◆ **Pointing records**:
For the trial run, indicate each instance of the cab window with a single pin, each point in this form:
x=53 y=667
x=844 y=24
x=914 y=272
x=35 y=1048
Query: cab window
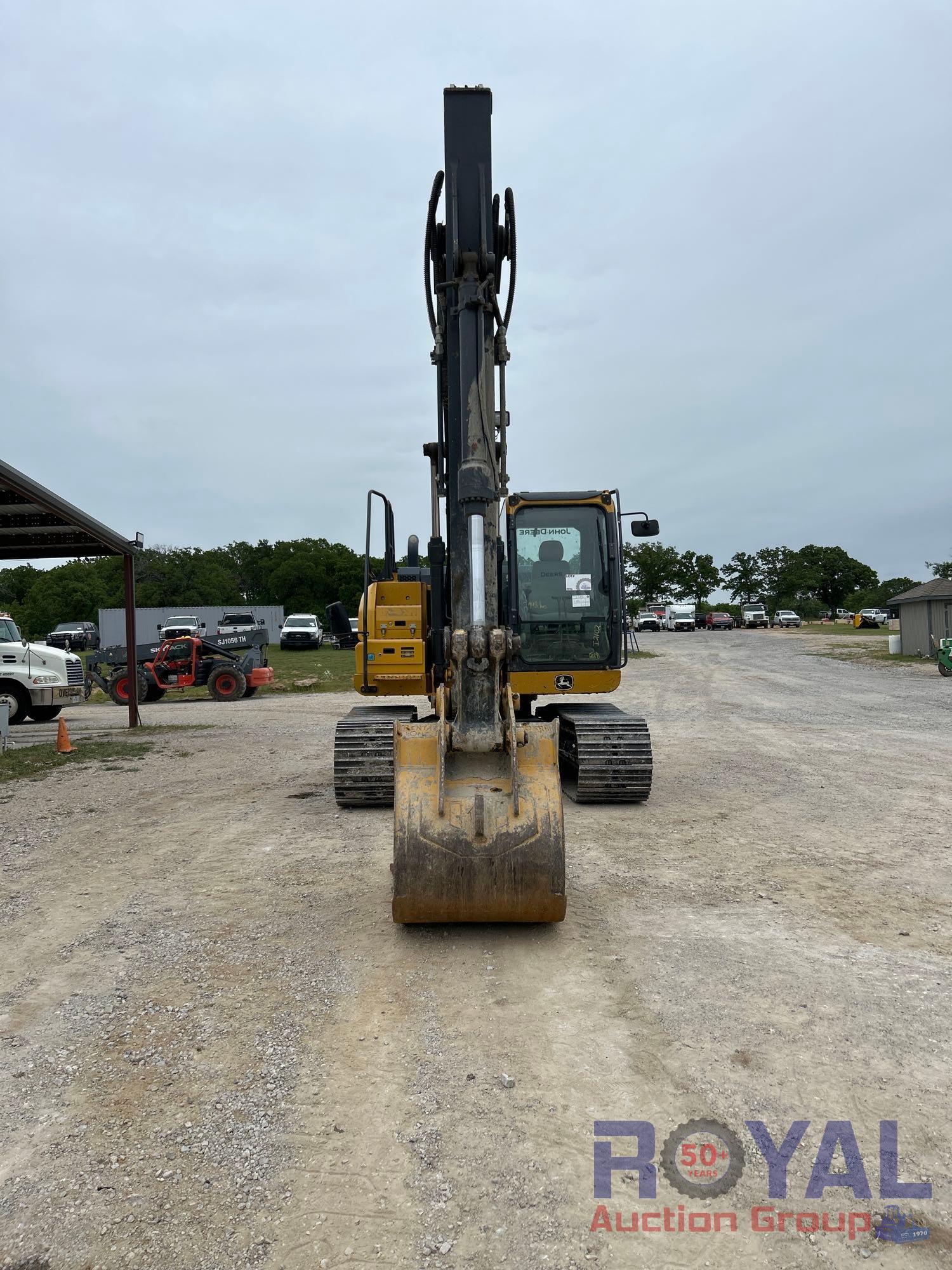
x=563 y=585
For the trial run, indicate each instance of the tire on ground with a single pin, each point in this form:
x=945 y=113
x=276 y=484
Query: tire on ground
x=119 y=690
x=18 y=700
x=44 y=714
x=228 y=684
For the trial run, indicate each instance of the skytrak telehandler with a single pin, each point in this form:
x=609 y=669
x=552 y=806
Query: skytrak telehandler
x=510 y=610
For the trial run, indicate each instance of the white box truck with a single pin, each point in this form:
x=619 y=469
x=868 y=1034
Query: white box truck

◆ **Set problem**:
Reproduce every one of the rows above word for word, omitting the pictures.

◆ **Task output**:
For the trial run, indicate each instance of the cab window with a single pin, each point in this form:
x=53 y=667
x=844 y=24
x=914 y=272
x=35 y=1048
Query: cab window
x=563 y=585
For the trial run, indicate each instance of the tire on ground with a single pin, each point in this form:
x=945 y=113
x=276 y=484
Query: tire on ground
x=119 y=690
x=18 y=700
x=44 y=714
x=228 y=684
For the trial run, indicate each instance of the skytrak telehandler with a single pin, each point in this form:
x=609 y=669
x=552 y=806
Query: skytrak telehandler
x=510 y=610
For the trial run, indicate each instance of the white box truck with a single pin, each point in this form:
x=619 y=469
x=868 y=1034
Query: white box truck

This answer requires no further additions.